Research on the biochemistry of foodstuffs – the chemical composition of foods – is much easier than studying the physiology of nutrition. It is exceedingly difficult to map the digestive functions of humans and their gut flora. Further, the digestion and nutrition of each person are unique.
A small fraction of the nutritional value of food is absorbed into our bodies, which are essentially fed leftovers. Our gut flora turn the food we eat into bodily nutrition. The health and diversity of these microbial colonies is critical to supplying the body with nutrients.
Some intake is selective. The body takes what it needs. But often what is needed is not absorbed, even though it passes through the digestive system.
Absorption depends on enzymes. If digestive juices are not adequately secreted, foodstuff is not broken down or absorbed, and the nutritional value lost.
The digestive system acts as both a facilitator and a barrier that nutrients must traverse to reach cells of innumerable sorts, all of which are interconnected into a holistic being by energy pathways that are powerfully affected by the mind and emotions.
Biochemical analysis is test-tube science: a reductionist approach that misleads as often as it informs. A biochemist would tell you that milk, with a pH around 6.5, is not particularly acidic; but digestion of milk requires an acidic environment to break down constituent fat and protein, and so acidity is necessary to derive any nutritional value from milk. Biochemistry has much less to say about nutrition than it has already said.

> _Try it_
According to the passage on food and nutrition, why is acidity needed to get any nutritional value from milk? Answer in one to three sentences.

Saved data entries
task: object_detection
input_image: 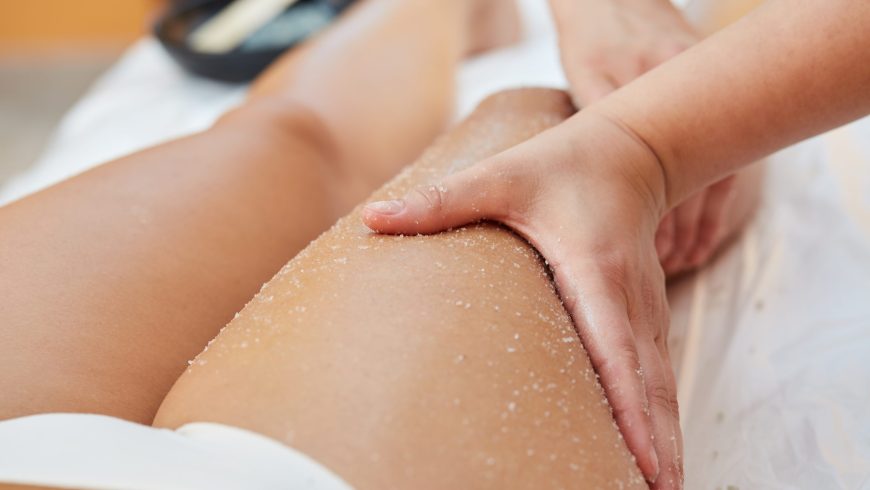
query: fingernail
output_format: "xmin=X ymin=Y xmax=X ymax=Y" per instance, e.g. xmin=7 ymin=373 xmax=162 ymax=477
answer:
xmin=365 ymin=199 xmax=405 ymax=215
xmin=649 ymin=448 xmax=660 ymax=482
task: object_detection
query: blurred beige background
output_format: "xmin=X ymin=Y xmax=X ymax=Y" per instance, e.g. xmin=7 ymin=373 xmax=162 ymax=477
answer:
xmin=0 ymin=0 xmax=163 ymax=186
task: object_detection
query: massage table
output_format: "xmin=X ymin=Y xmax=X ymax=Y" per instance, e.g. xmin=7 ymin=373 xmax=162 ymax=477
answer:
xmin=0 ymin=0 xmax=870 ymax=490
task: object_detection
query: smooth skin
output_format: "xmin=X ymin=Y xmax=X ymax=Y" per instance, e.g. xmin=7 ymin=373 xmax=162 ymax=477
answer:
xmin=0 ymin=0 xmax=517 ymax=423
xmin=550 ymin=0 xmax=758 ymax=275
xmin=364 ymin=0 xmax=870 ymax=488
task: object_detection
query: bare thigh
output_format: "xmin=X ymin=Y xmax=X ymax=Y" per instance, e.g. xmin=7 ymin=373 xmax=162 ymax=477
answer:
xmin=155 ymin=90 xmax=646 ymax=489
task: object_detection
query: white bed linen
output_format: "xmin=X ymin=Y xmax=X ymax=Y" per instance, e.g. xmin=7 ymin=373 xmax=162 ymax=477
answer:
xmin=0 ymin=0 xmax=870 ymax=490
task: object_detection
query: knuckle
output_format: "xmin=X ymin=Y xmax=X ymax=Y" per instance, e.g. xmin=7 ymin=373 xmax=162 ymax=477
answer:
xmin=412 ymin=184 xmax=445 ymax=214
xmin=647 ymin=384 xmax=680 ymax=418
xmin=598 ymin=342 xmax=640 ymax=385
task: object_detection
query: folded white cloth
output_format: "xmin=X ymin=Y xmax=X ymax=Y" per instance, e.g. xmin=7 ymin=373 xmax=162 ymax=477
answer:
xmin=0 ymin=413 xmax=352 ymax=490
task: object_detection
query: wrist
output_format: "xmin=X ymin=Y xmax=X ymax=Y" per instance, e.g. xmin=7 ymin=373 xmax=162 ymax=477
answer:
xmin=572 ymin=104 xmax=671 ymax=224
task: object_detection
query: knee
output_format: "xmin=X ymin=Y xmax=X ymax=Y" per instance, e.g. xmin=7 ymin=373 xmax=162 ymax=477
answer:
xmin=215 ymin=97 xmax=337 ymax=158
xmin=475 ymin=87 xmax=576 ymax=119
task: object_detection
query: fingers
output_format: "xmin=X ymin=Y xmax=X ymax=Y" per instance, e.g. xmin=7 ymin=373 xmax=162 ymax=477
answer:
xmin=638 ymin=337 xmax=682 ymax=490
xmin=662 ymin=191 xmax=705 ymax=274
xmin=688 ymin=175 xmax=734 ymax=267
xmin=556 ymin=269 xmax=659 ymax=481
xmin=363 ymin=157 xmax=532 ymax=234
xmin=656 ymin=213 xmax=676 ymax=262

> _Solution to this problem_
Digesting milk requires an acidic environment to break down the fat and protein it contains. Without that acidity, those constituents are not broken down, so no nutritional value can be derived from milk.